▶ **GIVEN INSTRUCTION**:
Please return the stretch of lines from the one containing "Mark every instance of the vertical" through the one containing "x=336, y=239", both included, and copy them exactly.

(Point placement records)
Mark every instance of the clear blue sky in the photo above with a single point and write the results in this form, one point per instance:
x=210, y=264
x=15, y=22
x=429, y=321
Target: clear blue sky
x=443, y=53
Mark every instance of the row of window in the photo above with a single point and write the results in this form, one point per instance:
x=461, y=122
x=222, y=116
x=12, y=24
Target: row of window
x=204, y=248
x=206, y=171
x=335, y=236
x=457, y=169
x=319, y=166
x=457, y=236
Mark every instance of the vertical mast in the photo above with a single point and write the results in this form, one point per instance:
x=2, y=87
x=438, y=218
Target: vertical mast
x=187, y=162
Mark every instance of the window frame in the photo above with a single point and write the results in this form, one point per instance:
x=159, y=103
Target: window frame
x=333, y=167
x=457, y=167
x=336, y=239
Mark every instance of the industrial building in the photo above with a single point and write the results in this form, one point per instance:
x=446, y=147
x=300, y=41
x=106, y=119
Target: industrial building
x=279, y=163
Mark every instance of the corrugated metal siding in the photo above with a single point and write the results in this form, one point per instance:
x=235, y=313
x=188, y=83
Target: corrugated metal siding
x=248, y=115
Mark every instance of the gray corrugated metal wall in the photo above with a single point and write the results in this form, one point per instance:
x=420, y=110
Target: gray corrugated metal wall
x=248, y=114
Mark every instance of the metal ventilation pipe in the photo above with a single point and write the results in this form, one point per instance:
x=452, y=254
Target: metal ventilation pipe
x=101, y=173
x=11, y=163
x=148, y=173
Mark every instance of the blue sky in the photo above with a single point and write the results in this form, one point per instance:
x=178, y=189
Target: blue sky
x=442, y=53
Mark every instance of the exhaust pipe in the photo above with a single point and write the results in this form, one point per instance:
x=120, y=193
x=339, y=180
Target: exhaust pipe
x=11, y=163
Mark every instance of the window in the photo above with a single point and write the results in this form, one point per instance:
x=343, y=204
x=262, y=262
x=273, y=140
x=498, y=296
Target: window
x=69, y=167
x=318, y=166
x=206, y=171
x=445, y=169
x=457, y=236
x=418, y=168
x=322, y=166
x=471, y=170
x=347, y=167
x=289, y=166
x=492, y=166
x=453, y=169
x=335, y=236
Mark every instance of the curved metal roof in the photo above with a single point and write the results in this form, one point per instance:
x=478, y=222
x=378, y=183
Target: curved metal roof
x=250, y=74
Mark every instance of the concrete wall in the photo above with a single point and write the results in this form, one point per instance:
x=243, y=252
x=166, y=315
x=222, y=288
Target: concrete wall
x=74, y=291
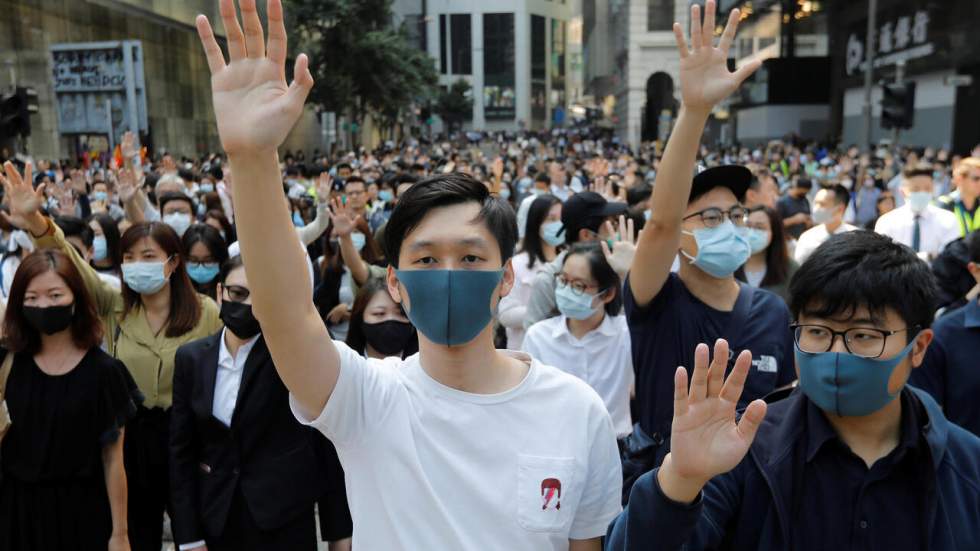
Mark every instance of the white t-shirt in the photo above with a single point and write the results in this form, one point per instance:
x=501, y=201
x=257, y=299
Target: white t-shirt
x=603, y=359
x=431, y=467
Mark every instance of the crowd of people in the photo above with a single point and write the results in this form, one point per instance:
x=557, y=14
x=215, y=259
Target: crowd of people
x=475, y=344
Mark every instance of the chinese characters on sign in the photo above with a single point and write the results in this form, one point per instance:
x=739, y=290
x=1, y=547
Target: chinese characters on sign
x=901, y=39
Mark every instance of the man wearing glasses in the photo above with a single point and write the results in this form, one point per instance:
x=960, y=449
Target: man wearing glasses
x=702, y=220
x=854, y=459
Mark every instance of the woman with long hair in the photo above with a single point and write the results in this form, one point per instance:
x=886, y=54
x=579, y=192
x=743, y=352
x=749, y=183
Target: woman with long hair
x=63, y=483
x=770, y=267
x=540, y=246
x=157, y=311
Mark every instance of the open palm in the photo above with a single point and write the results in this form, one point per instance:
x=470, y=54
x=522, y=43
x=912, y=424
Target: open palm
x=705, y=441
x=254, y=106
x=704, y=75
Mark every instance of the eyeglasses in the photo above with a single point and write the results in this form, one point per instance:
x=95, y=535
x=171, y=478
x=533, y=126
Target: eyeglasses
x=866, y=342
x=237, y=293
x=577, y=287
x=714, y=217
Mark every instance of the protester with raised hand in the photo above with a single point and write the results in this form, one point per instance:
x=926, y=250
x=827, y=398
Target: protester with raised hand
x=853, y=459
x=156, y=312
x=460, y=446
x=703, y=221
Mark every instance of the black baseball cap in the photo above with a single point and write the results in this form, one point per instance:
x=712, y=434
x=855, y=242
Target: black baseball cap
x=587, y=205
x=734, y=177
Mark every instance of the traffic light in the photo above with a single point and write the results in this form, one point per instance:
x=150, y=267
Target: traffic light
x=898, y=105
x=15, y=112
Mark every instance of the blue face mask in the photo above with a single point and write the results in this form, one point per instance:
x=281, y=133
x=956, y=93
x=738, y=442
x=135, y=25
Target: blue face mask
x=100, y=250
x=572, y=305
x=359, y=240
x=145, y=278
x=758, y=239
x=549, y=232
x=450, y=307
x=845, y=384
x=721, y=250
x=203, y=273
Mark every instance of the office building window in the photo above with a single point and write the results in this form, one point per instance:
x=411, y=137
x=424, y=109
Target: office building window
x=498, y=66
x=660, y=15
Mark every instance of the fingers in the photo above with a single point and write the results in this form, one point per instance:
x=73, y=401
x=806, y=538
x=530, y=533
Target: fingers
x=719, y=364
x=728, y=36
x=748, y=425
x=254, y=39
x=302, y=81
x=277, y=33
x=680, y=392
x=233, y=32
x=696, y=27
x=746, y=70
x=216, y=60
x=733, y=387
x=699, y=379
x=708, y=31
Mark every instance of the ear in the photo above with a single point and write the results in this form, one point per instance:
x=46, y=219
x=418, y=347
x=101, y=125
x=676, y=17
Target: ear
x=922, y=341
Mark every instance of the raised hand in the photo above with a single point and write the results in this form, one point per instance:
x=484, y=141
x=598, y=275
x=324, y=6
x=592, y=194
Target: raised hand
x=254, y=107
x=24, y=201
x=705, y=441
x=704, y=75
x=620, y=256
x=342, y=218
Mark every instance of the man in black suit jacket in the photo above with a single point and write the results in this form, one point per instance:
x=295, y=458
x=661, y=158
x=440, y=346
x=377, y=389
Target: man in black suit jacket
x=233, y=485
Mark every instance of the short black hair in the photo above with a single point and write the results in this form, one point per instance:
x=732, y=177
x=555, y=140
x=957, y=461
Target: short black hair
x=863, y=268
x=446, y=190
x=602, y=272
x=841, y=195
x=973, y=246
x=73, y=226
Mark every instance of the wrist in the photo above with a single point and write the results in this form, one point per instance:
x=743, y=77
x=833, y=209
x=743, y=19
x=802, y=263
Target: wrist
x=676, y=487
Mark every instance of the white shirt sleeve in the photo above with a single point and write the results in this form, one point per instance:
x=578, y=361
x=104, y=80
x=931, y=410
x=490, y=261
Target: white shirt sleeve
x=603, y=484
x=362, y=397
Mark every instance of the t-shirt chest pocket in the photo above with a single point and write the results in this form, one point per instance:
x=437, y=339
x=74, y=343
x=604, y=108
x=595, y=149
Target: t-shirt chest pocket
x=547, y=492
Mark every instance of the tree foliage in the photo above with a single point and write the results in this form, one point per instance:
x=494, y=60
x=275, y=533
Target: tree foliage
x=360, y=62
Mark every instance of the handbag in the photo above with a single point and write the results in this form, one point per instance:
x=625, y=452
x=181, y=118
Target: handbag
x=8, y=362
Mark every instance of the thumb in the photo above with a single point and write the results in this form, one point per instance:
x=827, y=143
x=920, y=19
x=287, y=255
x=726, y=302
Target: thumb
x=751, y=419
x=302, y=80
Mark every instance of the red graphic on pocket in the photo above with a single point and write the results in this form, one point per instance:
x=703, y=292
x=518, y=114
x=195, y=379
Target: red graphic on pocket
x=551, y=490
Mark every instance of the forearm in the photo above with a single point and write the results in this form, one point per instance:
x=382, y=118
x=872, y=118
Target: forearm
x=352, y=259
x=660, y=239
x=115, y=483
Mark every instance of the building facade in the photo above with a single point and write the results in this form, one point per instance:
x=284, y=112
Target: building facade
x=67, y=51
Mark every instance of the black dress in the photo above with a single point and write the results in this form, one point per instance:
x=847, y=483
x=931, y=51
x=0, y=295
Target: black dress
x=52, y=493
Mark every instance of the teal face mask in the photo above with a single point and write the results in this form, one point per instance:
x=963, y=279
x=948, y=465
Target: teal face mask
x=721, y=250
x=846, y=384
x=450, y=307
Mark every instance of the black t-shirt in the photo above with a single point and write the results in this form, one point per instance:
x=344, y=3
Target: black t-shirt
x=665, y=333
x=790, y=206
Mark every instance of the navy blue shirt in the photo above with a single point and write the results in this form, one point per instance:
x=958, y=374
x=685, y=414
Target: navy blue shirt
x=665, y=332
x=846, y=505
x=951, y=369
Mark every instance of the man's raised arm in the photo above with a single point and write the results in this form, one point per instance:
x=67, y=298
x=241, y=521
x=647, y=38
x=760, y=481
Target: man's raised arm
x=705, y=80
x=255, y=110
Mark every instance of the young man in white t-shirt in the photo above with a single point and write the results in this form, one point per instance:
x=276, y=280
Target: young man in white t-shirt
x=461, y=446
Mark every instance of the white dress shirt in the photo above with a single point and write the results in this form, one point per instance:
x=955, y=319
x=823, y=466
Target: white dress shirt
x=229, y=378
x=937, y=227
x=602, y=358
x=813, y=238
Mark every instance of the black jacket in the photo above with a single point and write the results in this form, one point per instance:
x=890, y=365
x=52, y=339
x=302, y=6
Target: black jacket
x=280, y=467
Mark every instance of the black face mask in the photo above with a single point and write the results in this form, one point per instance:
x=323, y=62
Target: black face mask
x=51, y=319
x=388, y=337
x=239, y=319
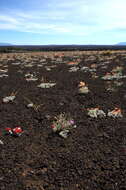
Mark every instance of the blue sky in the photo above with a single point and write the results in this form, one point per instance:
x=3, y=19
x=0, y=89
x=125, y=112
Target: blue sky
x=37, y=22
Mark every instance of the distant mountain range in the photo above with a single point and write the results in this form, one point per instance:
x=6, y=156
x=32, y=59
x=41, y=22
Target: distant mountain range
x=118, y=44
x=121, y=44
x=5, y=44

▶ **FINISHED TASK**:
Mark every instance of the vertical mast in the photo above with a single point and write the results in this form, one point per instance:
x=2, y=87
x=438, y=218
Target: vertical mast
x=187, y=162
Mark every instance of the window frame in the photo above with a single point and write the results in this form, one point per instance:
x=159, y=103
Target: window frame
x=333, y=167
x=457, y=167
x=336, y=239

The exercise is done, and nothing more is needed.